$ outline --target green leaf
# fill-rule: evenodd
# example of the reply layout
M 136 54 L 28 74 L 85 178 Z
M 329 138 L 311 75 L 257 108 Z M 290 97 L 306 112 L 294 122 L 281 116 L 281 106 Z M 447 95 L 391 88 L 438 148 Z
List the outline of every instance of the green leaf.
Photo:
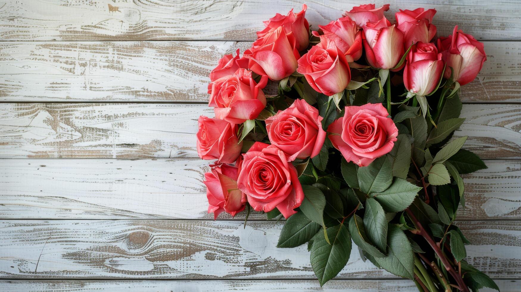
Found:
M 313 238 L 310 260 L 311 266 L 322 286 L 334 278 L 345 266 L 351 253 L 351 238 L 344 224 L 327 229 L 330 245 L 321 233 Z
M 427 121 L 423 117 L 405 120 L 411 133 L 414 138 L 413 143 L 413 159 L 418 165 L 421 165 L 424 162 L 424 149 L 427 139 Z
M 445 100 L 445 105 L 441 110 L 440 117 L 438 118 L 438 122 L 440 123 L 449 119 L 460 117 L 462 107 L 461 100 L 457 95 L 452 99 Z
M 487 168 L 483 161 L 474 153 L 465 149 L 460 150 L 449 159 L 458 172 L 461 174 L 473 173 L 479 169 Z
M 402 111 L 394 115 L 394 117 L 392 119 L 392 120 L 395 124 L 400 123 L 405 119 L 415 118 L 417 116 L 418 116 L 416 115 L 416 113 L 412 111 Z
M 354 189 L 358 189 L 358 175 L 357 171 L 358 166 L 353 162 L 348 162 L 345 159 L 342 157 L 342 163 L 340 165 L 340 169 L 342 171 L 342 176 L 344 177 L 344 180 L 349 186 L 349 187 Z
M 373 197 L 387 212 L 400 212 L 409 206 L 421 188 L 396 177 L 391 186 L 381 192 L 373 193 Z
M 445 165 L 445 167 L 447 168 L 447 170 L 449 171 L 449 173 L 451 175 L 451 176 L 452 177 L 454 181 L 456 182 L 458 191 L 460 192 L 460 198 L 461 199 L 463 197 L 463 193 L 465 192 L 465 185 L 463 184 L 463 179 L 460 176 L 460 174 L 458 173 L 456 167 L 454 167 L 454 165 L 450 162 L 445 161 L 444 164 Z
M 367 194 L 383 191 L 392 182 L 391 163 L 384 156 L 359 167 L 357 175 L 360 190 Z
M 429 139 L 427 140 L 427 144 L 432 145 L 441 142 L 452 132 L 457 129 L 464 121 L 465 118 L 455 118 L 439 123 L 438 127 L 432 129 L 431 131 Z
M 451 252 L 454 256 L 456 261 L 460 262 L 467 256 L 467 251 L 465 249 L 463 240 L 456 230 L 449 230 L 449 233 L 451 235 Z
M 467 136 L 460 137 L 450 142 L 436 153 L 432 160 L 432 163 L 442 163 L 455 154 L 465 144 L 467 138 Z
M 320 149 L 320 152 L 318 153 L 317 156 L 311 159 L 311 160 L 313 162 L 313 165 L 316 168 L 322 171 L 324 171 L 326 170 L 326 167 L 327 166 L 327 161 L 329 159 L 329 152 L 328 151 L 328 147 L 324 143 L 324 145 L 322 146 L 322 149 Z
M 389 224 L 387 237 L 387 256 L 375 258 L 375 260 L 387 271 L 412 279 L 414 253 L 407 236 L 396 225 Z
M 387 232 L 387 227 L 386 230 Z M 355 244 L 371 256 L 375 258 L 381 258 L 386 256 L 376 247 L 370 243 L 370 240 L 365 232 L 364 222 L 359 216 L 355 214 L 349 220 L 349 232 L 351 233 L 351 237 Z M 387 239 L 386 240 L 387 241 Z
M 411 143 L 413 140 L 407 134 L 400 134 L 398 139 L 387 157 L 391 162 L 393 176 L 406 178 L 411 164 Z
M 242 139 L 244 139 L 246 135 L 250 133 L 250 132 L 252 131 L 255 127 L 255 120 L 254 119 L 249 119 L 246 120 L 242 124 L 242 131 L 241 132 L 241 137 L 239 138 L 239 141 L 241 142 Z
M 268 220 L 271 220 L 280 215 L 280 211 L 279 211 L 279 209 L 275 208 L 269 212 L 267 212 L 266 214 L 268 216 Z
M 299 212 L 286 220 L 280 232 L 277 247 L 296 247 L 309 241 L 320 229 L 320 225 Z
M 438 215 L 440 216 L 440 220 L 441 220 L 441 222 L 444 224 L 448 225 L 452 222 L 452 220 L 449 214 L 447 213 L 447 211 L 443 208 L 443 205 L 439 201 L 438 201 Z
M 344 204 L 340 196 L 334 189 L 331 189 L 326 185 L 315 184 L 313 185 L 322 191 L 326 198 L 326 206 L 324 211 L 328 216 L 333 218 L 342 218 L 344 216 Z
M 383 209 L 374 199 L 365 201 L 364 226 L 369 239 L 384 252 L 387 245 L 387 218 Z
M 427 98 L 421 95 L 416 95 L 416 100 L 418 100 L 418 103 L 420 105 L 420 107 L 421 108 L 421 113 L 423 114 L 423 116 L 425 118 L 425 115 L 427 115 L 427 112 L 429 112 L 429 105 L 427 102 Z
M 302 213 L 311 221 L 325 226 L 324 219 L 326 198 L 318 188 L 313 186 L 302 186 L 304 200 L 300 205 Z
M 461 271 L 463 279 L 473 291 L 487 287 L 499 291 L 499 287 L 485 273 L 468 264 L 465 260 L 461 261 Z
M 451 182 L 449 172 L 443 164 L 435 164 L 429 171 L 429 183 L 433 186 L 446 185 Z

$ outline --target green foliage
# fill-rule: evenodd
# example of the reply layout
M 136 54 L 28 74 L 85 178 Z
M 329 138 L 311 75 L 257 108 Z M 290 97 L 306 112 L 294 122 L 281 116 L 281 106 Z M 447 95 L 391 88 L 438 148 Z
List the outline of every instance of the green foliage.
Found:
M 327 232 L 331 244 L 319 232 L 313 237 L 311 246 L 311 266 L 320 286 L 340 273 L 351 253 L 351 238 L 345 225 L 329 228 Z
M 375 258 L 376 262 L 387 271 L 400 277 L 412 279 L 414 276 L 414 253 L 403 232 L 389 224 L 387 256 Z
M 280 232 L 277 247 L 296 247 L 309 241 L 318 232 L 320 225 L 309 220 L 302 212 L 290 217 Z

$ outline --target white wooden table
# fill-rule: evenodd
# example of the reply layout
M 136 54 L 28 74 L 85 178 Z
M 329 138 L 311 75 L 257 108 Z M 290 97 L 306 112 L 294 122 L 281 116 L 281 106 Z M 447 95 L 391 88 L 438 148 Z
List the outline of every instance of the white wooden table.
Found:
M 308 1 L 313 27 L 361 3 Z M 210 70 L 296 1 L 0 3 L 0 290 L 320 290 L 280 222 L 206 213 L 195 133 Z M 271 2 L 267 3 L 267 2 Z M 462 89 L 456 136 L 489 168 L 467 175 L 467 260 L 503 291 L 521 278 L 521 2 L 390 0 L 436 8 L 488 60 Z M 378 1 L 377 4 L 381 4 Z M 356 249 L 329 291 L 415 290 Z

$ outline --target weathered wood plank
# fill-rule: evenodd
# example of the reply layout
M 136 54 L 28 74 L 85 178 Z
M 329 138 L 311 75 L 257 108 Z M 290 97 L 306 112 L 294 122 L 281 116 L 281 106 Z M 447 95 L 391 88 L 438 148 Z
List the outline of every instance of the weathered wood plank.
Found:
M 497 279 L 495 283 L 503 292 L 518 291 L 519 281 Z M 83 291 L 108 290 L 127 292 L 129 290 L 143 292 L 158 291 L 194 291 L 222 292 L 270 290 L 286 292 L 326 291 L 342 292 L 381 292 L 418 291 L 412 281 L 407 279 L 337 280 L 328 282 L 320 287 L 316 280 L 0 280 L 0 289 L 4 291 Z M 480 290 L 481 291 L 481 290 Z M 483 291 L 490 291 L 484 289 Z
M 208 75 L 250 42 L 0 42 L 0 100 L 207 102 Z M 485 42 L 464 102 L 521 103 L 521 43 Z
M 0 104 L 0 158 L 197 157 L 205 105 Z M 521 158 L 521 105 L 466 104 L 455 136 L 483 159 Z
M 10 219 L 203 219 L 197 159 L 0 160 L 0 217 Z M 521 161 L 488 160 L 465 177 L 462 220 L 521 219 Z M 27 179 L 27 178 L 31 178 Z M 235 219 L 244 220 L 245 212 Z M 220 220 L 232 217 L 222 213 Z M 250 220 L 265 220 L 258 212 Z
M 457 223 L 467 259 L 494 278 L 517 278 L 518 221 Z M 305 245 L 275 247 L 282 223 L 169 220 L 6 220 L 0 276 L 37 278 L 314 278 Z M 353 249 L 339 278 L 395 277 Z
M 519 3 L 508 1 L 427 0 L 391 4 L 386 15 L 394 19 L 399 8 L 419 7 L 438 10 L 435 24 L 439 34 L 448 35 L 454 25 L 481 40 L 519 40 Z M 314 27 L 341 16 L 342 11 L 360 4 L 340 0 L 307 2 L 306 17 Z M 253 40 L 262 21 L 275 13 L 299 9 L 301 3 L 289 0 L 276 3 L 252 0 L 169 2 L 83 2 L 64 0 L 8 1 L 0 9 L 0 38 L 3 40 Z M 298 11 L 298 10 L 297 10 Z

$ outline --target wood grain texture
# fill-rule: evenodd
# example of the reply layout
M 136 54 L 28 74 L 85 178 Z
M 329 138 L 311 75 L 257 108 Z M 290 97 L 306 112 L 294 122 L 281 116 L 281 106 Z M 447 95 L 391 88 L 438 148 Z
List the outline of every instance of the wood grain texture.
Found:
M 517 278 L 519 221 L 457 223 L 467 260 L 494 278 Z M 0 276 L 36 278 L 314 279 L 305 245 L 275 247 L 282 222 L 5 220 Z M 352 250 L 338 278 L 395 278 Z
M 198 159 L 0 160 L 0 217 L 213 220 Z M 461 220 L 521 219 L 521 161 L 487 160 L 465 176 Z M 31 178 L 28 180 L 27 178 Z M 245 212 L 235 219 L 243 221 Z M 231 220 L 222 213 L 219 220 Z M 252 212 L 249 220 L 265 220 Z
M 517 291 L 519 282 L 496 279 L 502 292 Z M 0 280 L 4 291 L 93 291 L 127 292 L 224 292 L 230 290 L 263 292 L 271 289 L 284 292 L 322 291 L 325 292 L 413 292 L 418 289 L 407 279 L 330 280 L 320 288 L 316 280 Z M 488 292 L 489 289 L 480 290 Z
M 205 105 L 0 104 L 0 158 L 195 157 Z M 466 104 L 455 136 L 482 159 L 521 158 L 521 105 Z
M 306 18 L 313 27 L 341 16 L 342 11 L 360 3 L 334 0 L 306 2 Z M 379 6 L 384 2 L 378 1 Z M 434 23 L 440 35 L 448 35 L 455 25 L 478 40 L 519 40 L 519 3 L 508 1 L 443 0 L 433 4 L 419 0 L 391 4 L 386 13 L 394 20 L 401 9 L 435 8 Z M 262 21 L 291 8 L 300 11 L 300 1 L 275 3 L 253 0 L 225 1 L 138 0 L 127 2 L 7 1 L 0 9 L 0 38 L 3 40 L 254 40 Z
M 0 42 L 0 101 L 208 101 L 208 74 L 251 42 Z M 488 60 L 460 96 L 521 103 L 521 42 L 485 42 Z

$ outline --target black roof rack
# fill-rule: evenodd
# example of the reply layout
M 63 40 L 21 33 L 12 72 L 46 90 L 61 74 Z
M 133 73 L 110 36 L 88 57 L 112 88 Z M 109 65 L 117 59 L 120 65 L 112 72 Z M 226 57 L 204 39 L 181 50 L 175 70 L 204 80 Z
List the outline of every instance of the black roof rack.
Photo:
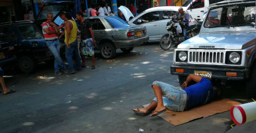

-.-.-

Starting at the line that has "--target wood grain texture" and stopping at the end of the entries, write out those lines as a numbered list, skipping blank lines. Leave the pictures out of your answer.

#### WRITTEN RESPONSE
1. $ outline --target wood grain texture
2. # fill-rule: evenodd
3. # example of the reply layout
4. M 136 54 L 28 74 L 85 178 Z
5. M 329 138 L 311 75 L 257 108 Z M 290 97 L 306 112 L 294 122 L 281 116 L 281 106 Z M 447 95 L 391 88 L 438 148 Z
6. List the outline of every instance of the wood grain texture.
7. Found:
8. M 517 278 L 519 221 L 457 223 L 467 260 L 494 278 Z M 0 276 L 36 278 L 314 279 L 305 245 L 275 247 L 282 222 L 5 220 Z M 352 250 L 338 278 L 395 278 Z
9. M 198 159 L 0 160 L 0 217 L 213 220 Z M 461 220 L 521 219 L 521 161 L 487 160 L 465 176 Z M 31 178 L 28 180 L 27 178 Z M 245 212 L 235 219 L 243 221 Z M 231 220 L 222 213 L 219 220 Z M 252 212 L 249 220 L 265 220 Z
10. M 517 291 L 519 282 L 496 279 L 502 292 Z M 0 280 L 4 291 L 93 291 L 127 292 L 224 292 L 230 290 L 263 292 L 271 289 L 284 292 L 322 291 L 325 292 L 413 292 L 418 289 L 407 279 L 330 280 L 320 288 L 316 280 Z M 488 292 L 489 289 L 480 290 Z
11. M 205 105 L 0 104 L 0 158 L 195 157 Z M 466 104 L 455 136 L 482 159 L 521 158 L 521 105 Z
12. M 306 18 L 313 27 L 341 16 L 342 11 L 360 3 L 334 0 L 306 2 Z M 379 6 L 384 2 L 378 1 Z M 434 23 L 440 35 L 448 35 L 455 25 L 478 40 L 519 40 L 519 3 L 508 1 L 443 0 L 433 4 L 419 0 L 391 4 L 386 13 L 394 20 L 401 9 L 435 8 Z M 262 21 L 291 8 L 300 11 L 300 1 L 275 3 L 253 0 L 225 1 L 138 0 L 127 2 L 7 1 L 0 9 L 0 38 L 3 40 L 254 40 Z
13. M 0 42 L 0 101 L 208 101 L 208 74 L 251 42 Z M 488 60 L 460 96 L 521 103 L 521 42 L 485 42 Z
14. $ outline --target black roof rack
15. # fill-rule: evenodd
16. # example of the reply layout
17. M 63 40 L 21 33 L 12 72 L 46 90 L 61 74 Z
18. M 133 73 L 110 36 L 88 57 L 112 88 Z M 109 65 L 117 59 L 120 65 L 112 72 Z M 226 57 L 204 39 L 181 50 L 175 70 L 204 80 Z
19. List the outline of every instance of the black roof rack.
20. Photo:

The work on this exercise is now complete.